** Opening DATA SHOWN block **

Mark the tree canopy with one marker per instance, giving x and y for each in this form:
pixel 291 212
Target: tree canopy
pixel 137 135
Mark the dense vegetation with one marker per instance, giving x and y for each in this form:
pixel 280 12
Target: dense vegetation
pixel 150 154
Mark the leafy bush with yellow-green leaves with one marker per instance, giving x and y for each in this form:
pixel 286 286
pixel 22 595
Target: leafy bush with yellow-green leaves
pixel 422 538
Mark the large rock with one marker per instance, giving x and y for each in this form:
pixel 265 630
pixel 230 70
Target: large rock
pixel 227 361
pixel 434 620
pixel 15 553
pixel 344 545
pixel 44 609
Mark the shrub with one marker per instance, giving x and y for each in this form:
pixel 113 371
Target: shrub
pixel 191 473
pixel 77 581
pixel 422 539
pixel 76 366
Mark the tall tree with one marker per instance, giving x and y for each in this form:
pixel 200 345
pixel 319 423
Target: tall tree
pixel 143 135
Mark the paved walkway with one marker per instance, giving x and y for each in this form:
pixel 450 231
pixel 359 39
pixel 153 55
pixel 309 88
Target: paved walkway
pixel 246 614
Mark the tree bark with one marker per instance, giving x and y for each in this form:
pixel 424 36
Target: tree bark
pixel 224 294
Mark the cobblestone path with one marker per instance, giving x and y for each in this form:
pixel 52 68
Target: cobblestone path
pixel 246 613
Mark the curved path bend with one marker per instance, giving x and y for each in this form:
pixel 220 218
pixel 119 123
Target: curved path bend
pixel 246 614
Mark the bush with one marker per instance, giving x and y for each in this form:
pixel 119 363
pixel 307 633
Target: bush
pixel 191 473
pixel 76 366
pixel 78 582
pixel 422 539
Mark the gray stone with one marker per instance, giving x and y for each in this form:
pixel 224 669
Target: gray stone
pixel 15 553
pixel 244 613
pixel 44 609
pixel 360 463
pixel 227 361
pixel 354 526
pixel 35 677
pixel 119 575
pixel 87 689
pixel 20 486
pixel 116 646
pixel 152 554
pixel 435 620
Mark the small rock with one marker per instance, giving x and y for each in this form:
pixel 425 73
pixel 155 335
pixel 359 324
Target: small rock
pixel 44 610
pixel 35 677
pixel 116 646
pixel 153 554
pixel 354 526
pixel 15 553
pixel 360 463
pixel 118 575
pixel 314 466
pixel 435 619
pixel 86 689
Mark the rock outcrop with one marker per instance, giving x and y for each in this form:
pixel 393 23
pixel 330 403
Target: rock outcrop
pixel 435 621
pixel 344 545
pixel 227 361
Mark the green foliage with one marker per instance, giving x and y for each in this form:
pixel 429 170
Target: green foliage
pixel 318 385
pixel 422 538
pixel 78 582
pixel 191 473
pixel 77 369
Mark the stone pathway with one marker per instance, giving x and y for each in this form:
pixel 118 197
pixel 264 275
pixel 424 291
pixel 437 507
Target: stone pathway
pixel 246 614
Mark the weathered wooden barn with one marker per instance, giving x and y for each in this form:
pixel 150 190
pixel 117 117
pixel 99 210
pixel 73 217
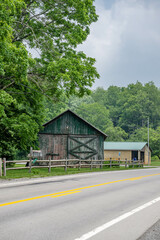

** Closing DATA SHOWN block **

== REQUIRED WORK ==
The records above should be reproduced exactly, with the pictures omitted.

== ANSWER SPACE ==
Mark the tree canopy with one marker per instance, giving x and y for each in this form:
pixel 291 212
Target: tree canopy
pixel 137 135
Mark the dense vegetation with one marker per instance, giving x and y for each in this form:
pixel 280 12
Target: dense vegetation
pixel 150 154
Mark the leafy bush with yellow-green leaves with one marker per instance, giving x and y for each in this form:
pixel 286 286
pixel 22 595
Target: leafy bush with yellow-green leaves
pixel 422 538
Mark the large rock with one marker per instance, giving x and y for each in this form:
pixel 265 630
pixel 230 70
Target: large rock
pixel 227 361
pixel 434 620
pixel 15 553
pixel 344 545
pixel 44 609
Mark the shrub with one marker per instance, giving x and y for each in this form:
pixel 113 371
Target: shrub
pixel 191 473
pixel 77 581
pixel 422 539
pixel 76 366
Mark the tall tree with one marker per instance, giving x and y for each in this form:
pixel 200 345
pixel 319 423
Target: tall tree
pixel 143 135
Mark the paved walkway with one marker per instance, giving x and y for each in this form:
pixel 450 231
pixel 359 39
pixel 153 55
pixel 309 88
Target: paved walkway
pixel 246 614
Mark the tree bark with one marker per instance, giving x and y for each in this form:
pixel 424 36
Target: tree bark
pixel 224 294
Mark the cobblestone path with one marker per instance, giving x and y for each in this form:
pixel 52 68
Target: cobblestone path
pixel 246 613
Mark the curved path bend with one marker per instance, giving x and y for each in this form:
pixel 220 218
pixel 119 123
Target: curved path bend
pixel 246 614
Mark the bush with one marker per instance, giving x and y for each in this form:
pixel 119 363
pixel 307 633
Target: bush
pixel 191 473
pixel 76 366
pixel 78 582
pixel 422 539
Mark the gray stone with one marker per instance, giving x and y for each in this form:
pixel 224 669
Target: gray stone
pixel 15 553
pixel 244 613
pixel 44 609
pixel 360 463
pixel 227 361
pixel 354 526
pixel 35 677
pixel 119 575
pixel 87 689
pixel 20 486
pixel 116 646
pixel 152 554
pixel 435 620
Mark the small rock with one marker per instance, giving x and y for each in this form:
pixel 425 73
pixel 155 335
pixel 359 324
Target: small rock
pixel 44 610
pixel 35 677
pixel 116 646
pixel 153 554
pixel 354 526
pixel 15 553
pixel 360 463
pixel 118 575
pixel 314 466
pixel 435 619
pixel 86 689
Mark the rock outcrop with one marker per instance, giving x and y for each in this form:
pixel 393 23
pixel 330 403
Target: rock outcrop
pixel 435 621
pixel 344 545
pixel 227 361
Mark the green foliage with one marker per instance, giving x and y for each in this form:
pixel 429 170
Target: green foliage
pixel 318 385
pixel 422 538
pixel 78 582
pixel 191 473
pixel 77 369
Mark the stone pathway with one marker per instance, giving x and y for each in this form:
pixel 118 197
pixel 264 275
pixel 424 291
pixel 437 507
Target: stone pathway
pixel 246 614
Mark the weathered wooden barn with one marker per instance, giving x and y for each in this form:
pixel 150 190
pixel 117 117
pixel 99 210
pixel 73 217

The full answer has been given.